** Raw data follows **

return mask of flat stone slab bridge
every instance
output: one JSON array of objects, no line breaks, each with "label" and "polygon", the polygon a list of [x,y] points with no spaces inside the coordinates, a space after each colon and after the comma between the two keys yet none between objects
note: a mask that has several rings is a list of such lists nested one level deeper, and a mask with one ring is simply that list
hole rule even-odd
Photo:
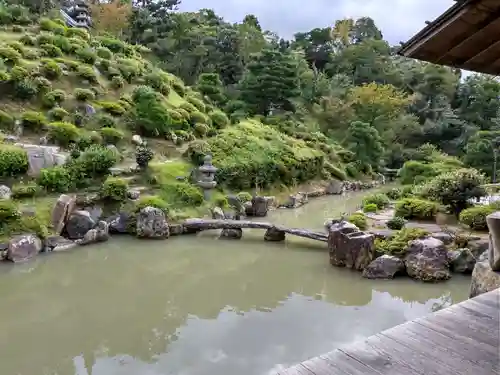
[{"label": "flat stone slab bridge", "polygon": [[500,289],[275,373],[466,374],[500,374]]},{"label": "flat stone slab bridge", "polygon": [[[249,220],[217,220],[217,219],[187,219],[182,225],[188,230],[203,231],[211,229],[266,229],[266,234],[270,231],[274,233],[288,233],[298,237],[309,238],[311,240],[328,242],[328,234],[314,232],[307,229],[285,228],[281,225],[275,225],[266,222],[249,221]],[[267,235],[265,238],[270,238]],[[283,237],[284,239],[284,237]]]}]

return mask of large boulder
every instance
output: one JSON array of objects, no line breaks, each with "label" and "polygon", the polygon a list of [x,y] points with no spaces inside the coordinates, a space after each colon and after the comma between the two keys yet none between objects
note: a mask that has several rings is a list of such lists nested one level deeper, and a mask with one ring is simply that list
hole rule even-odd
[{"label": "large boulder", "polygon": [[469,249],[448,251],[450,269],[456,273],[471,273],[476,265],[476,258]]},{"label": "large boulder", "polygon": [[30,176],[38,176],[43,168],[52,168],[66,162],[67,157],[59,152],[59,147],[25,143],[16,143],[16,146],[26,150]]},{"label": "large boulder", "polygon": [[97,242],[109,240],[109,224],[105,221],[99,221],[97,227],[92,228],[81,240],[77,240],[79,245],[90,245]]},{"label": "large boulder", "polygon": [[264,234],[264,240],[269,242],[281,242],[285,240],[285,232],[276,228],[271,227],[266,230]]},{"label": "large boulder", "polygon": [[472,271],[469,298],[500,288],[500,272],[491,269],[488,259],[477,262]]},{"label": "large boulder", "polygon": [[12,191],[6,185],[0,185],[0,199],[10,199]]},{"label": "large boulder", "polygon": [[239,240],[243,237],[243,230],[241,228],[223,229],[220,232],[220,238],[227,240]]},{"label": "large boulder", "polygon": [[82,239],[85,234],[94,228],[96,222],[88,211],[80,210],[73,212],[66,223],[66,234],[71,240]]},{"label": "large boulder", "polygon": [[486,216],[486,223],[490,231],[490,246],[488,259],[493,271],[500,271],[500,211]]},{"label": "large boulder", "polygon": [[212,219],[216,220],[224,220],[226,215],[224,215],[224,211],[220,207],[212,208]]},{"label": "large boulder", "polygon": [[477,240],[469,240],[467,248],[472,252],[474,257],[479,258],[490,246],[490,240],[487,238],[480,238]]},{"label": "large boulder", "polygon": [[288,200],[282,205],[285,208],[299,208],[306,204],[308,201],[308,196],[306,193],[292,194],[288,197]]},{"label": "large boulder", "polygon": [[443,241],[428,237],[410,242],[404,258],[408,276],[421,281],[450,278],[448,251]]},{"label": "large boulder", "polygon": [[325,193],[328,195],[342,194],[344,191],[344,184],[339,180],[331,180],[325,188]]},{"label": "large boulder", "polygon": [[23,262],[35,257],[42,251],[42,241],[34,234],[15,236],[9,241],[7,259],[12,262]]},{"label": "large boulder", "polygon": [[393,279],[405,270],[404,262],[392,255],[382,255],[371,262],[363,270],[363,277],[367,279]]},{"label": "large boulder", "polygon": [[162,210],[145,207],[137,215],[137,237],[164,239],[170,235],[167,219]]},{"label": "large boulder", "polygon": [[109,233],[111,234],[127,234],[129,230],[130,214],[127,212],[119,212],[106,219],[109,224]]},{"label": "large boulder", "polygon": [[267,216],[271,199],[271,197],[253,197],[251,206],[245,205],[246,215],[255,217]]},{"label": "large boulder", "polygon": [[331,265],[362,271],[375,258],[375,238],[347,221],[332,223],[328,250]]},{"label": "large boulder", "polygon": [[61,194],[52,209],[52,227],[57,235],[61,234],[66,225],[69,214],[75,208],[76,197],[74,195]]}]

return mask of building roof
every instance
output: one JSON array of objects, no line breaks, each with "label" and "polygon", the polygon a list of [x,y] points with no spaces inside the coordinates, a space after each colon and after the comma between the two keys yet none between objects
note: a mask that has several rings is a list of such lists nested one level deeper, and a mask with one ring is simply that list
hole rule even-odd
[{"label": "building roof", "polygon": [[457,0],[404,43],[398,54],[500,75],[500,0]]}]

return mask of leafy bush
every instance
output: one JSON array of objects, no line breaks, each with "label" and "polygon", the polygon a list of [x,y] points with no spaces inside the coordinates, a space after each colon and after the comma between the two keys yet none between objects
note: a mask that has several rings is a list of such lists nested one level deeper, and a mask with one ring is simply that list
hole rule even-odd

** End of Raw data **

[About this task] The material is to be reproduced verbatim, and no picture may appear in the copy.

[Output for this task]
return mask of flat stone slab bridge
every instance
output: one JSON array of objects, no line breaks, each with "label" and "polygon", the polygon a list of [x,y] points with no spaces inside the coordinates, a space after each colon and after the comma between the two keys yet none between objects
note: a mask that has several rings is a list of such lists nested one level deeper, and a mask with one ring is simply that list
hole rule even-odd
Photo:
[{"label": "flat stone slab bridge", "polygon": [[500,289],[275,373],[466,374],[500,374]]},{"label": "flat stone slab bridge", "polygon": [[[249,220],[217,220],[217,219],[187,219],[182,225],[188,230],[203,231],[211,229],[266,229],[266,234],[270,231],[274,233],[288,233],[298,237],[309,238],[311,240],[328,242],[328,234],[314,232],[307,229],[285,228],[281,225],[275,225],[266,222],[249,221]],[[267,235],[265,238],[270,238]],[[283,237],[284,239],[284,237]]]}]

return mask of large boulder
every instance
output: one JSON array of objects, no line breaks, each with "label" and "polygon", the polygon a list of [x,y] points with no spaces inside the coordinates, a space after each colon and after the comma between the two keys yet none between objects
note: a mask that has several rings is a list of such lists nested one level deeper, and a mask with one ring is simply that list
hole rule even-odd
[{"label": "large boulder", "polygon": [[469,249],[448,251],[450,269],[456,273],[471,273],[476,265],[476,258]]},{"label": "large boulder", "polygon": [[30,176],[38,176],[43,168],[52,168],[66,162],[67,157],[59,152],[59,147],[25,143],[16,143],[16,146],[26,150]]},{"label": "large boulder", "polygon": [[97,242],[109,240],[109,224],[105,221],[99,221],[97,227],[92,228],[81,240],[77,240],[79,245],[90,245]]},{"label": "large boulder", "polygon": [[264,234],[264,240],[269,242],[281,242],[285,240],[285,232],[276,228],[271,227],[266,230]]},{"label": "large boulder", "polygon": [[472,271],[469,298],[500,288],[500,272],[491,269],[488,259],[477,262]]},{"label": "large boulder", "polygon": [[12,191],[6,185],[0,185],[0,199],[10,199]]},{"label": "large boulder", "polygon": [[239,240],[243,237],[243,230],[241,228],[223,229],[220,232],[220,238],[227,240]]},{"label": "large boulder", "polygon": [[82,239],[85,234],[94,228],[96,222],[88,211],[80,210],[73,212],[66,223],[66,234],[71,240]]},{"label": "large boulder", "polygon": [[486,216],[486,223],[490,231],[490,246],[488,259],[493,271],[500,271],[500,211]]},{"label": "large boulder", "polygon": [[212,219],[216,220],[224,220],[226,215],[224,215],[224,211],[220,207],[212,208]]},{"label": "large boulder", "polygon": [[477,240],[469,240],[467,248],[472,252],[474,257],[479,258],[490,246],[490,240],[487,238],[480,238]]},{"label": "large boulder", "polygon": [[288,200],[282,205],[285,208],[299,208],[306,204],[308,201],[308,196],[306,193],[292,194],[288,197]]},{"label": "large boulder", "polygon": [[443,241],[428,237],[410,242],[404,258],[408,276],[421,281],[450,278],[448,251]]},{"label": "large boulder", "polygon": [[325,193],[328,195],[342,194],[344,191],[344,184],[339,180],[331,180],[325,188]]},{"label": "large boulder", "polygon": [[23,262],[35,257],[42,251],[42,241],[34,234],[15,236],[9,241],[7,259],[12,262]]},{"label": "large boulder", "polygon": [[393,279],[405,270],[404,262],[392,255],[382,255],[371,262],[363,270],[363,277],[367,279]]},{"label": "large boulder", "polygon": [[162,210],[145,207],[137,215],[137,237],[164,239],[170,235],[167,219]]},{"label": "large boulder", "polygon": [[109,233],[111,234],[127,234],[129,230],[130,214],[127,212],[119,212],[106,219],[109,224]]},{"label": "large boulder", "polygon": [[267,216],[271,199],[271,197],[253,197],[251,206],[245,205],[246,215],[255,217]]},{"label": "large boulder", "polygon": [[331,265],[362,271],[375,258],[375,238],[347,221],[332,223],[328,250]]},{"label": "large boulder", "polygon": [[61,194],[52,209],[52,227],[57,235],[61,234],[66,225],[69,214],[75,208],[76,197],[74,195]]}]

return mask of building roof
every instance
output: one JSON array of objects, no line breaks, each with "label" and "polygon", the polygon a list of [x,y] points with no spaces inside the coordinates, a space after each colon and after the comma between the two keys yet none between objects
note: a mask that has several rings is a list of such lists nested one level deeper, and a mask with one ring is simply that list
hole rule even-odd
[{"label": "building roof", "polygon": [[457,0],[404,43],[398,54],[500,75],[500,0]]}]

return mask of leafy bush
every instance
output: one JSON array of objects, no line breaks, each with "label" and "polygon", the polygon a list of [x,y] points with no spaces inside the coordinates, a space after each colon and after the comma between the two keys yet none between objects
note: a mask that has several rings is a list of such lists nested one level deeper, and a mask with one ring is simply that list
hole rule even-odd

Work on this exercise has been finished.